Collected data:

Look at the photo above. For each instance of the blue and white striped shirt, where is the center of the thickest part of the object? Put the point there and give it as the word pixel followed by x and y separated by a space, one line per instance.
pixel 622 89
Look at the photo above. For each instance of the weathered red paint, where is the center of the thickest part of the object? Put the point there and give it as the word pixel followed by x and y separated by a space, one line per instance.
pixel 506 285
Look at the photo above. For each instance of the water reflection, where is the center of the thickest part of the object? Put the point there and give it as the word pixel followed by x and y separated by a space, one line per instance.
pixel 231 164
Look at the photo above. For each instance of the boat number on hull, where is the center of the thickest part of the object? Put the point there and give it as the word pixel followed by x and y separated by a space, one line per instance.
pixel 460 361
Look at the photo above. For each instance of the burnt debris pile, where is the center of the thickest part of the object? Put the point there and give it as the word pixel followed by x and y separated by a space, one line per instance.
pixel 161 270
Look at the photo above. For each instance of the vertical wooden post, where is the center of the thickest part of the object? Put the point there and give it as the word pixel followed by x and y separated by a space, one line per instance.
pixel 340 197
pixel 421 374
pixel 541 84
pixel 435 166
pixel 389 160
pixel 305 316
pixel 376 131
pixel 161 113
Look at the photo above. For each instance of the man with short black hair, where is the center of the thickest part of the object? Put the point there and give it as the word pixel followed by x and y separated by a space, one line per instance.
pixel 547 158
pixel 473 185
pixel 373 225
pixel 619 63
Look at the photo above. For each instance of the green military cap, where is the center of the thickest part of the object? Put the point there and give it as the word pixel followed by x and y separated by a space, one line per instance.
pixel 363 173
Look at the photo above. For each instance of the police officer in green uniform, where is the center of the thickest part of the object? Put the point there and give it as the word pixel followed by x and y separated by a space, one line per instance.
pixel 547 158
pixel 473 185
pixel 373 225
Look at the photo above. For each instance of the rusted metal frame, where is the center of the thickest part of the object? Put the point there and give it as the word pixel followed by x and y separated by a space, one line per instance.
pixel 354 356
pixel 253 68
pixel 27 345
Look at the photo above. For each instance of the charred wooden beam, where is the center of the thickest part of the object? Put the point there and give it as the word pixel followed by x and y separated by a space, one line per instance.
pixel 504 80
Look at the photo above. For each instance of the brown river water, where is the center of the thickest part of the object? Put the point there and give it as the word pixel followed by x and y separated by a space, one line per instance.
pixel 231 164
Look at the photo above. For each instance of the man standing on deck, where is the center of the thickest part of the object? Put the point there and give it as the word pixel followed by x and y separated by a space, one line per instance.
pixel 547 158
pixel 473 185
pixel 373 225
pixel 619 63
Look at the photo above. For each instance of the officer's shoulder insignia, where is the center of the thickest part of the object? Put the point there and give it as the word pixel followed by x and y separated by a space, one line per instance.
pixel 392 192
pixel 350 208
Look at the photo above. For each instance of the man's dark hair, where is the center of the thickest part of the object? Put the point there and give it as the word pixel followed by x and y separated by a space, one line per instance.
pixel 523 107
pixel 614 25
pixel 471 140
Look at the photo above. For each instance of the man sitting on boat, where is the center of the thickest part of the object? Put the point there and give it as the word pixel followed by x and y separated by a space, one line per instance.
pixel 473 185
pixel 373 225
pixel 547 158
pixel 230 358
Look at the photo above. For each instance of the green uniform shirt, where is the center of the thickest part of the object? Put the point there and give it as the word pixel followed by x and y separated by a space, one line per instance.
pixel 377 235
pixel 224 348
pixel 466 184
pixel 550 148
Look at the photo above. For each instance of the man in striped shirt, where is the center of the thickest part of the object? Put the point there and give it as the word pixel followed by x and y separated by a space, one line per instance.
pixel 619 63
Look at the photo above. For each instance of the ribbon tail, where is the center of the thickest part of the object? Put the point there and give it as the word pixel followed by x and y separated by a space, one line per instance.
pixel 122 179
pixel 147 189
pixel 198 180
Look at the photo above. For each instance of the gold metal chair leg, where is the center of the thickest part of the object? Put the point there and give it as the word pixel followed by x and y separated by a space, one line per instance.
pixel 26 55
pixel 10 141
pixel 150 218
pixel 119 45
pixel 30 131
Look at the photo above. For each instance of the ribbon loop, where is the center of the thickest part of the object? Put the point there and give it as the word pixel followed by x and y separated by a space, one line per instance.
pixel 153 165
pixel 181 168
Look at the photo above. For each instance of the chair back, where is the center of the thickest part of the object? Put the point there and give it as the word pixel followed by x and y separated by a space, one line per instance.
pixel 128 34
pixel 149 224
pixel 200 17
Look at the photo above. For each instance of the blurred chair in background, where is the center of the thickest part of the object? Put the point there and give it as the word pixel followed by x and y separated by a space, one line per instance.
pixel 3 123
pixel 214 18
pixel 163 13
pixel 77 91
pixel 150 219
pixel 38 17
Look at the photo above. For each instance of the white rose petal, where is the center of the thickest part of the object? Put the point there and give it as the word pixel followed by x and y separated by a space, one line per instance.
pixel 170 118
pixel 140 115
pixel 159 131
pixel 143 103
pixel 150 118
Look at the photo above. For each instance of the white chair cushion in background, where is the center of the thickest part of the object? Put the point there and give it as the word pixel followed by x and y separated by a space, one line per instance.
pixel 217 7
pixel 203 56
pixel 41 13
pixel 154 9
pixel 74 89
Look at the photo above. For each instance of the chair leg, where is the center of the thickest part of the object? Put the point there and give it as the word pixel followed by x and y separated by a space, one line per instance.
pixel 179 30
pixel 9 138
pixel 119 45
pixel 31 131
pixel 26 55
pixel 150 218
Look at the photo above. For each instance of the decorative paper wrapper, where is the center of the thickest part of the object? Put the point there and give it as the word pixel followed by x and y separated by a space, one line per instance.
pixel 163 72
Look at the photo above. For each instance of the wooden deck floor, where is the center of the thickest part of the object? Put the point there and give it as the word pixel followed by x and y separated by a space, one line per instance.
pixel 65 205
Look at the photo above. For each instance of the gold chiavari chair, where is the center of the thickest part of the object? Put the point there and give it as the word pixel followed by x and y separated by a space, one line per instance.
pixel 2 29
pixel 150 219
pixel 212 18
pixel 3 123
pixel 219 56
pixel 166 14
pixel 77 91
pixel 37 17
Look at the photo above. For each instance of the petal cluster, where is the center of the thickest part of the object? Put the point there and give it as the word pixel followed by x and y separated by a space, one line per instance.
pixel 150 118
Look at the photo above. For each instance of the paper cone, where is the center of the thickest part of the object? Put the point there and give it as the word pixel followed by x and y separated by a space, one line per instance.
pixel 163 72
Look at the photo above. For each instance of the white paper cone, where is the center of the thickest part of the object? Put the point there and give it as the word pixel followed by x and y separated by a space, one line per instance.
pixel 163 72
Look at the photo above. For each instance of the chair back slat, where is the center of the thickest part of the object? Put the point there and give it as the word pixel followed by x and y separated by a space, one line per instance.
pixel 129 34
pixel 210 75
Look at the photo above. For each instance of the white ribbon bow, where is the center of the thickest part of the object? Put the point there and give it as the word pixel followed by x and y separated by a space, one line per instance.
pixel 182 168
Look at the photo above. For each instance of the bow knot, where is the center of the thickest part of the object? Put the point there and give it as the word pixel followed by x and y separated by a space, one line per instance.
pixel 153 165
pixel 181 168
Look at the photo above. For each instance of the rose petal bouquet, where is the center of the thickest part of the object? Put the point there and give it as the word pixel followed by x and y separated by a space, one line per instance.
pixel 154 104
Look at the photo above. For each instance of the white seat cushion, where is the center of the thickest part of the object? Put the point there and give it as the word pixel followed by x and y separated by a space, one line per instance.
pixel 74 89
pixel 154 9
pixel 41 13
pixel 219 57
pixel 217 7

◆ Exercise aim ◆
Write out every record exactly as it appears above.

◆ Task output ◆
Look at the photo above. For each instance of the blue and white striped shirt, where is the center of the thickest part of the object? Put the point there and give it as the word pixel followed by x and y separated by a space, one line per instance.
pixel 622 89
Look at the photo above. For each instance of the weathered red paint, where is the center of the thickest part of the object? Put the point there and give it as the word pixel followed by x and y separated by a space, one line per instance.
pixel 506 285
Look at the photo above. For each instance of the water reflection, where is the center of the thickest part of the object? Put the point there and give it as the word pixel followed by x and y separated by a space, one line per instance.
pixel 231 164
Look at the photo above. For each instance of the boat number on hull, where is the center of the thickest part of the object? Put the point there and give it as the word pixel followed by x and y separated by a space, one line per instance.
pixel 460 361
Look at the photo above. For each instance of the burnt debris pile, where is the center of the thickest part of the object? Put the point there and give it as the word pixel followed by x and y separated by a space, one line per instance.
pixel 161 270
Look at the photo above. For each instance of the vertical wooden post, where is the center of the thickest part of the object? Put the point there and give it as the word pixel followed by x and y separated by a space, one line per instance.
pixel 340 197
pixel 421 374
pixel 541 84
pixel 435 166
pixel 389 160
pixel 305 316
pixel 376 131
pixel 161 113
Look at the photo above. For each instance of the man with short black hair, where is the center of the thickest part of the object? Put the point there and give it as the word pixel followed by x and y separated by a space, one line per instance.
pixel 547 158
pixel 473 185
pixel 373 225
pixel 619 63
Look at the photo above. For each instance of the green military cap, where is the center of the thickest part of the object? Put the point there and give it as the word pixel followed by x and y separated by a space, one line per instance.
pixel 363 173
Look at the photo above. For each instance of the police officer in green uniform, where is the center of the thickest part of the object? Put the point there and give it as the word pixel followed by x and y separated by a space, one line per instance.
pixel 547 158
pixel 473 185
pixel 373 225
Look at the photo above. For each instance of the rusted metal frame, where is the center of the thickest part of the object? Put the point there and give it as the word pixel followed by x and y separated by a space, one line per instance.
pixel 354 356
pixel 253 68
pixel 27 345
Look at the photo above. For each instance of the charred wooden beam, where is the center of the thickest part of the object? Put the point there and give it as the word pixel followed by x and y separated by a space, one line per instance.
pixel 504 80
Look at the photo above. For each instance of the brown river water, where is the center of the thickest part of the object? Put the point there and give it as the word pixel followed by x and y separated by a space, one line per instance.
pixel 231 164
Look at the photo above. For each instance of the man standing on deck, where is the center of the thickest part of the object? Put the point there and give it as the word pixel followed by x and y separated by a space, one line per instance.
pixel 547 158
pixel 473 185
pixel 373 225
pixel 619 63
Look at the photo above. For each instance of the officer's shoulder insignia, where is the center of the thickest part of the object? Put the point there and give it as the word pixel followed by x and y separated by a space, one line per instance.
pixel 392 192
pixel 350 208
Look at the photo above. For each instance of the man's dark hair, where is the center of the thickest part of the object? Put the point there and give it as the word pixel followed by x and y separated by a space, one line per instance.
pixel 523 107
pixel 614 25
pixel 471 140
Look at the photo above. For each instance of the man sitting on boat, where is the center of the thickest part of the object? Put the point there and give it as the word pixel followed by x and y separated by a space, one line per instance.
pixel 473 185
pixel 373 225
pixel 547 158
pixel 230 358
Look at the photo above. For each instance of the green uniform shirt, where is the center of the thickest part of the object? Put the point there and give it as the word pixel followed by x and y separated by a space, one line per instance.
pixel 377 235
pixel 224 348
pixel 466 184
pixel 550 148
Look at the photo above. For each instance of the man in striped shirt, where is the center of the thickest part of the object? Put the point there and give it as the word pixel followed by x and y separated by a space, one line per instance.
pixel 619 63
Look at the photo above. For each instance of the ribbon tail, where is the center of the thickest part of the object? Put the point there and give it as the word pixel followed by x and y separated by a space, one line per instance.
pixel 122 179
pixel 147 189
pixel 198 180
Look at the photo above. For each instance of the gold metal chair leg, where is the center of the thickest part of the object? Put the point there and give it as the word pixel followed by x and y separated by a space, one line per instance.
pixel 26 55
pixel 10 141
pixel 150 218
pixel 119 45
pixel 30 131
Look at the photo above. For each instance of the ribbon loop, where is the center of the thickest part of the object? Put the point there and give it as the word pixel followed by x and y separated by a space, one line per instance.
pixel 153 165
pixel 181 168
Look at the photo above. For each instance of the chair back, where is the center of the thickest part of the object? Put the point there and give it as the word pixel followed by x and y separated by a space, one line per instance.
pixel 128 34
pixel 149 224
pixel 200 17
Look at the photo above. For each instance of the blurred chair in background, where is the center of the thickest part of the object? Put the point there and give it as the word pixel followed by x and y separated by a space, one line per instance.
pixel 3 123
pixel 214 18
pixel 163 13
pixel 77 91
pixel 150 219
pixel 38 17
Look at the photo above. For each instance of the white rose petal, where is the center of the thickest part of the object? Put the point there and give it as the word pixel followed by x and y separated by a space, one line per instance.
pixel 170 118
pixel 140 115
pixel 159 131
pixel 143 103
pixel 150 118
Look at the photo above. For each instance of the white chair cushion in background, where is the center of the thickest part of the object? Put the point there and give it as the word pixel followed by x and y separated by a space, one line per instance.
pixel 217 7
pixel 203 56
pixel 41 13
pixel 154 9
pixel 74 89
Look at the photo above. For each instance of the chair leg, where is the center of the thickest part of the object? Put the point there and give it as the word pixel followed by x and y separated by a space, one line per instance.
pixel 179 30
pixel 9 138
pixel 119 45
pixel 31 131
pixel 26 55
pixel 150 218
Look at the photo above. For each instance of the decorative paper wrapper, where is the center of the thickest part of the object? Put the point there and give it as the word pixel followed by x and y separated by a space, one line per instance.
pixel 163 72
Look at the photo above. For each instance of the wooden deck floor, where is the center of the thickest part of the object? Put the point there and give it as the word pixel followed by x and y separated by a space, one line per instance.
pixel 65 205
Look at the photo above. For each instance of the gold chiavari chair, where is the center of the thickest part of the object? Put the point there and give it as the word pixel followed by x and y separated by a space, one line per instance.
pixel 2 29
pixel 150 219
pixel 212 18
pixel 3 123
pixel 219 56
pixel 166 14
pixel 77 91
pixel 37 17
Look at the photo above. For each instance of the petal cluster, where is the center of the thickest part of the object? Put the point there and give it as the word pixel followed by x and y separated by a space, one line per instance.
pixel 150 118
Look at the photo above. For each instance of the paper cone, where is the center of the thickest part of the object? Put the point there and give it as the word pixel followed by x and y separated by a space, one line per instance.
pixel 163 72
Look at the photo above. For each instance of the white paper cone, where is the center of the thickest part of the object? Put the point there and give it as the word pixel followed by x and y separated by a space, one line per instance.
pixel 163 72
Look at the photo above. For each instance of the chair back slat, where is the center of the thickest part of the object? Put the point there and give it as the word pixel followed by x and y separated by a space, one line per instance.
pixel 129 34
pixel 210 75
Look at the photo above. For each instance of the white ribbon bow, where is the center of the thickest part of the object? Put the point there and give it as the word pixel followed by x and y separated by a space, one line per instance.
pixel 182 168
Look at the photo above. For each instance of the bow knot, where is the center of the thickest part of the object? Put the point there and give it as the word pixel followed by x and y separated by a space, one line per instance.
pixel 153 165
pixel 181 168
Look at the photo above. For each instance of the rose petal bouquet, where is the center of the thickest part of the object? Put the point there and give it as the word pixel followed by x and y separated by a space, one line per instance.
pixel 154 104
Look at the photo above. For each instance of the white seat cushion, where is the center of the thickest part of the object? Put the point there and give it as the word pixel followed by x and y separated by a space, one line per instance.
pixel 74 89
pixel 154 9
pixel 41 13
pixel 219 57
pixel 217 7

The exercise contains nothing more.